In the head map, the data is calculated by log10, as the original data span is too large. Two axes are Congress Dist and Agency Name.

In [27]:
# (II) HEAT MAP
# (1) Scales: x/y, colors
col_sc = bqplot.ColorScale(scheme = "Reds")
x_sc = bqplot.OrdinalScale()
y_sc = bqplot.OrdinalScale()

# (2) Axis: x/y, colors
c_ax = bqplot.ColorAxis(scale = col_sc, 
                        orientation = 'vertical', 
                        side = 'right')
x_ax = bqplot.Axis(scale = x_sc)
y_ax = bqplot.Axis(scale = y_sc, 
                   orientation = 'vertical')

# (3) Marks: heatmap
heat_map = bqplot.GridHeatMap(color = np.log10(stats.values),
                              row = stats.index,
                              column = stats.columns,
                              scales = {'color': col_sc,
                                        'row': y_sc,
                                        'column': x_sc},
                              interactions = {'click': 'select'}, # make interactive on click of each box
                              anchor_style = {'fill':'blue'}, # to make our selection blue
                              selected_style = {'opacity': 1.0}, # make 100% opaque if box is selected
                              unselected_style = {'opacity': 0.8}) # make a little see-through if not

Hard code the default data. [0,0] was put as default selection.

In [28]:
# (III) LINE PLOT
# (1) scales
x_scl = bqplot.LinearScale()
y_scl = bqplot.LinearScale()

# (2) Axis
ax_xcl = bqplot.Axis(label='Year Acquired', scale=x_scl)
ax_ycl = bqplot.Axis(label='Total Square Footage', scale=y_scl, 
                    orientation='vertical', side='left')

# (3) Marks
i, j = 0, 0
temp = b[(b['Congress Dist'] == i) & (b['Agency Name'] == stats.columns[j])]
g = temp.groupby(['Year Acquired'])['Square Footage'].sum()
# x = np.array(g.index)
# y = np.array(g)

> Data extract
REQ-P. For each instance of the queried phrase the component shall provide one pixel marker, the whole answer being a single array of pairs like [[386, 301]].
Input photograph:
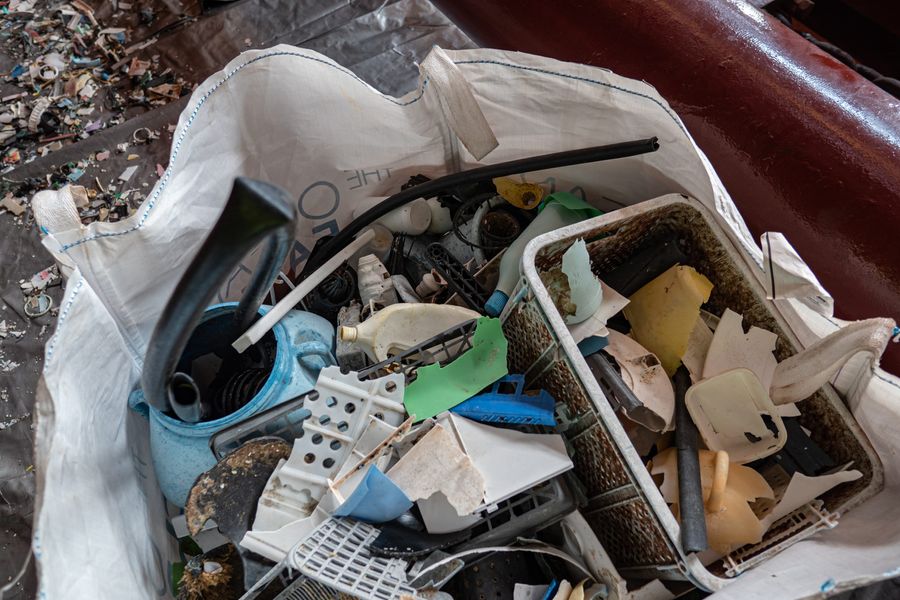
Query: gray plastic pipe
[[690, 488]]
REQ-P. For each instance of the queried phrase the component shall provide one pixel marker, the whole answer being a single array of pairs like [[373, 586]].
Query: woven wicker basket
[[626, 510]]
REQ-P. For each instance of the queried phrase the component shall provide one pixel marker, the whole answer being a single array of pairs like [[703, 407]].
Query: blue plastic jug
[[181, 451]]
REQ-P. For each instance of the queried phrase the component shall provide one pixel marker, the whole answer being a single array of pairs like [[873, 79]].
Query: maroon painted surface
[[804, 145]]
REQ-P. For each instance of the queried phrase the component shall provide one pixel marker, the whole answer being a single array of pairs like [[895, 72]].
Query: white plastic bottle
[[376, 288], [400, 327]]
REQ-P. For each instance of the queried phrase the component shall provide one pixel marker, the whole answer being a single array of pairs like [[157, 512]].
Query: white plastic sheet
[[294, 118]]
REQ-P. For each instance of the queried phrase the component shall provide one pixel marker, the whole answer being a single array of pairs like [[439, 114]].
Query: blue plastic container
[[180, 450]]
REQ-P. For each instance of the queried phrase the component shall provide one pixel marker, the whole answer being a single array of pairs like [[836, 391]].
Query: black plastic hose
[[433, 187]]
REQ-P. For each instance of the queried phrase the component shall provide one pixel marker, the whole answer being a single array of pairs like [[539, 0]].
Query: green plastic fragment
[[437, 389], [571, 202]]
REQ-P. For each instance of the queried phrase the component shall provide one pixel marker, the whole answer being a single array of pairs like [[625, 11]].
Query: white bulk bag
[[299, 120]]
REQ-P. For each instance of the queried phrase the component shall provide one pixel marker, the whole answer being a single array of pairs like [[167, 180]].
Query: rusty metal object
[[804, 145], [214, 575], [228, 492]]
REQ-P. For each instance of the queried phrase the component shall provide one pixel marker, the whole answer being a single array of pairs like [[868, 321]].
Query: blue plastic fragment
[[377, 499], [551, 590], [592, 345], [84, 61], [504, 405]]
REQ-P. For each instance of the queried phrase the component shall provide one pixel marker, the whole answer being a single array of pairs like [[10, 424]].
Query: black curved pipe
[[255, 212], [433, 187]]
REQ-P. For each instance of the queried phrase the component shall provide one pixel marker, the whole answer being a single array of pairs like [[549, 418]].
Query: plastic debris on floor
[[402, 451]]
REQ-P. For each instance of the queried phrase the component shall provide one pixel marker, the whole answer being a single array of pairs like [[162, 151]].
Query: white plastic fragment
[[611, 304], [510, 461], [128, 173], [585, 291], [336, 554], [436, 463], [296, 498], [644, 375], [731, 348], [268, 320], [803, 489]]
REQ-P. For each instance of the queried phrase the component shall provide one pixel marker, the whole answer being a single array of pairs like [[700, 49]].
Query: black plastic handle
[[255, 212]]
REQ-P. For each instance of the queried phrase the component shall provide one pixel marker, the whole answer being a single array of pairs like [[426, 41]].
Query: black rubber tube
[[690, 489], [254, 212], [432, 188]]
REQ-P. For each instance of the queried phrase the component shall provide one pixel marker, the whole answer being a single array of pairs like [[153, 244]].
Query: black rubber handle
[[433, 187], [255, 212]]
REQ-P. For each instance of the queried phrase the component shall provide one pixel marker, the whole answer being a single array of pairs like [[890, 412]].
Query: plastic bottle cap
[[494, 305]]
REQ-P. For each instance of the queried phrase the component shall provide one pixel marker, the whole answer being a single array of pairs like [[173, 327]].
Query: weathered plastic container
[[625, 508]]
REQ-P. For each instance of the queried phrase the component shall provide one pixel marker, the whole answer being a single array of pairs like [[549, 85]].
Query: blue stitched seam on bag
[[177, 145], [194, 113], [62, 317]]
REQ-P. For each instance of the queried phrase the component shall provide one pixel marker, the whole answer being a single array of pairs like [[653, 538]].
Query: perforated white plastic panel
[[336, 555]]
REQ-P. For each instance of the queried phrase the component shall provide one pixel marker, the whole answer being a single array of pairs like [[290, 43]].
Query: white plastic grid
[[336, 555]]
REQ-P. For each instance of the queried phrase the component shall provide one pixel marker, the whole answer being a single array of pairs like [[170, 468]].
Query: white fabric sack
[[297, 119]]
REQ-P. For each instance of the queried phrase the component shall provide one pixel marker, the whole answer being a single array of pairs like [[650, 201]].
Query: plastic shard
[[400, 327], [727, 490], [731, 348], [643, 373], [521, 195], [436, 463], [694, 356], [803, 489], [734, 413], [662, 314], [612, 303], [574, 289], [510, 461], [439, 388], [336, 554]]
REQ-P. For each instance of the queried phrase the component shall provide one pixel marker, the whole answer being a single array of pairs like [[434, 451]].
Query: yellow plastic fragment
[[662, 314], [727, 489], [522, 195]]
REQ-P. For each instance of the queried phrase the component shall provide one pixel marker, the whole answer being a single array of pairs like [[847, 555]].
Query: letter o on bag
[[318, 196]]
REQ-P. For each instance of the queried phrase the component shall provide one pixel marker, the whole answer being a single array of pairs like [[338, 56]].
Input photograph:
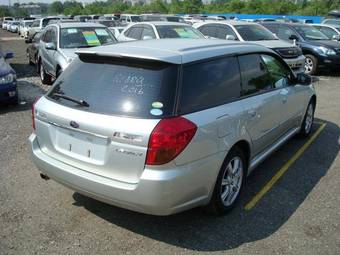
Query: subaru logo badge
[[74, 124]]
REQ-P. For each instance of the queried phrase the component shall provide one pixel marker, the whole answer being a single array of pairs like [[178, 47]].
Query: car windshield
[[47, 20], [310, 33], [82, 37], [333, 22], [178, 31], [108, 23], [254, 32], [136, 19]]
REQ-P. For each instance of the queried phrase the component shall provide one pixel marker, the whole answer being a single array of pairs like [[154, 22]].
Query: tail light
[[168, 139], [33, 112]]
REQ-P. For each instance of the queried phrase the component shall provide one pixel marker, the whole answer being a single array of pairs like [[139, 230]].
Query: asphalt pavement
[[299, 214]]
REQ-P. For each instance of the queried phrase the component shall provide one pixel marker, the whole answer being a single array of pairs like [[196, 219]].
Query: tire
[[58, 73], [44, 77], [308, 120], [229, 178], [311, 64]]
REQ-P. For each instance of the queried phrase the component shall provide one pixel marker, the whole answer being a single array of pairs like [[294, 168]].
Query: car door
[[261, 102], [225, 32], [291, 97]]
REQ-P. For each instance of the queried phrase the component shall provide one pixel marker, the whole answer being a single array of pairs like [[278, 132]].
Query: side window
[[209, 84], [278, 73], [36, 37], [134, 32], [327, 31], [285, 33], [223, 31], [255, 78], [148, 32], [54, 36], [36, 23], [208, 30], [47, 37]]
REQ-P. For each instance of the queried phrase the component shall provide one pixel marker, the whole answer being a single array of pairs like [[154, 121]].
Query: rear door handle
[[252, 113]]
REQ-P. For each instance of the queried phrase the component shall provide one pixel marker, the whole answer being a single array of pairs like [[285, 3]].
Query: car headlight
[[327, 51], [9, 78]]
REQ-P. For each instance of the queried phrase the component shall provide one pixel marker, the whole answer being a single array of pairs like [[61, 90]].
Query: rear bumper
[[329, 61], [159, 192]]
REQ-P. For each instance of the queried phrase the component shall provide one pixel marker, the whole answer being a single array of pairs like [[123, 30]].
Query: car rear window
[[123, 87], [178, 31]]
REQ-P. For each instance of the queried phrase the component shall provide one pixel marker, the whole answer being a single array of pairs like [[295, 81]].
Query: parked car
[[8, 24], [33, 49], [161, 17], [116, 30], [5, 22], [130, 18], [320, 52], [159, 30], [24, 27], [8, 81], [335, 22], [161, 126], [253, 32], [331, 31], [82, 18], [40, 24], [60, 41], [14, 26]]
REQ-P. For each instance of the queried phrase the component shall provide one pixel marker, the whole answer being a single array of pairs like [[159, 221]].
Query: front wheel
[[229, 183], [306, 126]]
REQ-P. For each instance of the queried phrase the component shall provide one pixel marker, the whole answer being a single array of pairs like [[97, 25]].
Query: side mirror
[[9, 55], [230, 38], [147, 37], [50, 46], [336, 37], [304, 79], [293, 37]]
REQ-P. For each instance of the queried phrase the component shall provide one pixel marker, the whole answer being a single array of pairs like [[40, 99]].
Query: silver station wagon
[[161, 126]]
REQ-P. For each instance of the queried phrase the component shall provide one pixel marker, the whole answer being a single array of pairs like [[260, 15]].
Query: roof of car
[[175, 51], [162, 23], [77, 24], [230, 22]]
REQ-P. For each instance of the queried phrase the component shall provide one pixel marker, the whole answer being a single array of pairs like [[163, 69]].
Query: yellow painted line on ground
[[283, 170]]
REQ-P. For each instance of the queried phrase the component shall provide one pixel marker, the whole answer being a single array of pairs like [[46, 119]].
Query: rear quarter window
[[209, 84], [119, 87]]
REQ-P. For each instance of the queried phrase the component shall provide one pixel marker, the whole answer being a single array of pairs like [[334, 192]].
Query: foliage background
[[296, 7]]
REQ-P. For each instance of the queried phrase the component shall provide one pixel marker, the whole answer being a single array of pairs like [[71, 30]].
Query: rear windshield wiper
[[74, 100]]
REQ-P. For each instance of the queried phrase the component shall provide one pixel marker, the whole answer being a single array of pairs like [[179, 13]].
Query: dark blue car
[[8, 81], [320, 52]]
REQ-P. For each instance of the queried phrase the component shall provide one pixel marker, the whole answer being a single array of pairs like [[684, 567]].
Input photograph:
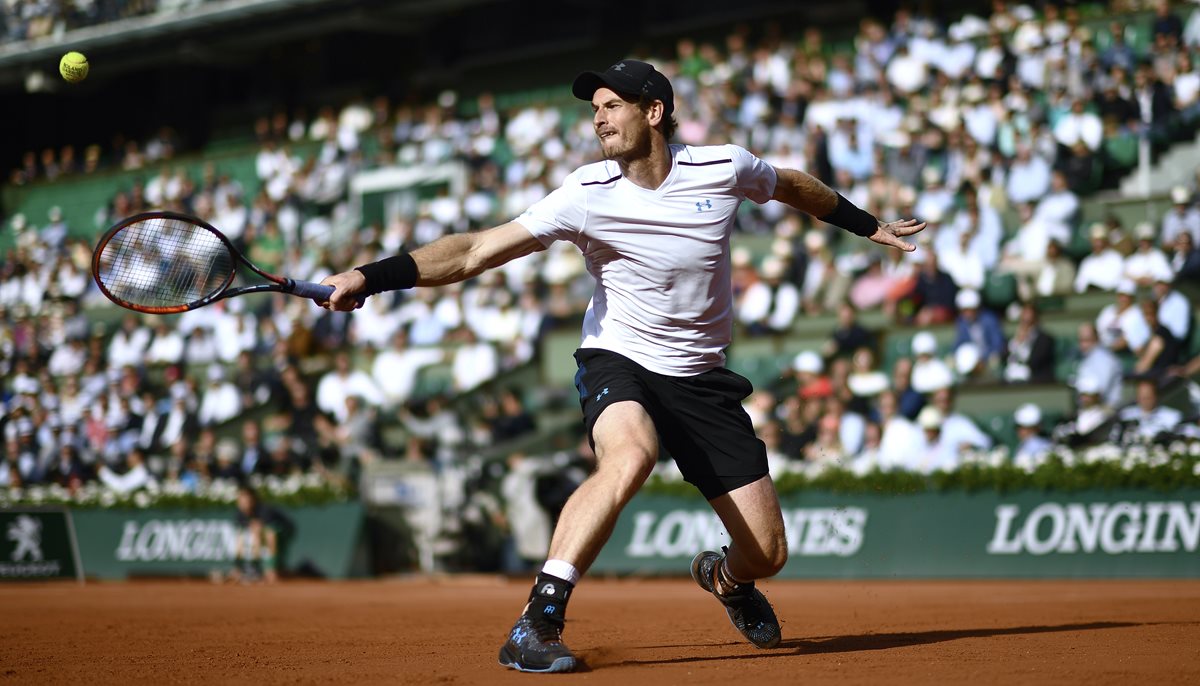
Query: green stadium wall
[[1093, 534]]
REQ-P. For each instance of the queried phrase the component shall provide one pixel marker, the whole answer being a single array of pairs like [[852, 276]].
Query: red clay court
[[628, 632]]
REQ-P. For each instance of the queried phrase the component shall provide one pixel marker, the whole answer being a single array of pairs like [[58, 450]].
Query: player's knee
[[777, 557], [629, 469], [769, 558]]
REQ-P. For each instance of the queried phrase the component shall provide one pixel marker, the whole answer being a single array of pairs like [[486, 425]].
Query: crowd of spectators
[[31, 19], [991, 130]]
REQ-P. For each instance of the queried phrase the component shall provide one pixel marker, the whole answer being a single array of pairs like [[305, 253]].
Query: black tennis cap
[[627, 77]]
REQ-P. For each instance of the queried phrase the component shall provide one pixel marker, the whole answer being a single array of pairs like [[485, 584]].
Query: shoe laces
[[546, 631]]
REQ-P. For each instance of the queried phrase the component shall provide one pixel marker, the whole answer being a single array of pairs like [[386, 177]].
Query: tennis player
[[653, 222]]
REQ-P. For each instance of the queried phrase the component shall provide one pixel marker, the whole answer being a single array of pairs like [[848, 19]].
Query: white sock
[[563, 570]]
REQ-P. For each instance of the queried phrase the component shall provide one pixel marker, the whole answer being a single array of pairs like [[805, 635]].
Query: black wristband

> Required tasks
[1] From the bqplot notebook excerpt, extract the passage starting with "y_sc = bqplot.OrdinalScale()" and going on through "orientation = 'vertical')", copied word for word.
[2] Continue the bqplot notebook excerpt from its last line by writing the code that comes next.

> Your responses
[1]
y_sc = bqplot.OrdinalScale()

# (2) Axis: x/y, colors
c_ax = bqplot.ColorAxis(scale = col_sc, 
                        orientation = 'vertical', 
                        side = 'right')
x_ax = bqplot.Axis(scale = x_sc)
y_ax = bqplot.Axis(scale = y_sc, 
                   orientation = 'vertical')

[2]
footage_line = bqplot.Lines(x = np.array(g.index), y = np.array(g), scales={'x':x_scl, 'y':y_scl})

Define the on_select function. When selected, the line axis values are modified to the newly selected ones.

In [29]:
# (IV) LINKING TOGETHER DASHBOARD WITH INTERACTIVITY
def on_selected(change):
    if len(change['owner'].selected) == 1: 
        i, j = change['owner'].selected[0]
        v = stats.loc[i][j]
        mySelectedLabel.value = 'Data Value = ' + str(v)
        
        temp = b[(b['Congress Dist'] == i) & (b['Agency Name'] == stats.columns[j])]
        g = temp.groupby(['Year Acquired'])['Square Footage'].sum()
        footage_line.x = np.array(g.index)
        footage_line.y = np.array(g)
        
heat_map.observe(on_selected, 'selected')

Put all figures and lables together.

In [30]:
# (V) CREATE FIGURES
fig_heatmap = bqplot.Figure(marks = [heat_map], axes = [c_ax, y_ax, x_ax])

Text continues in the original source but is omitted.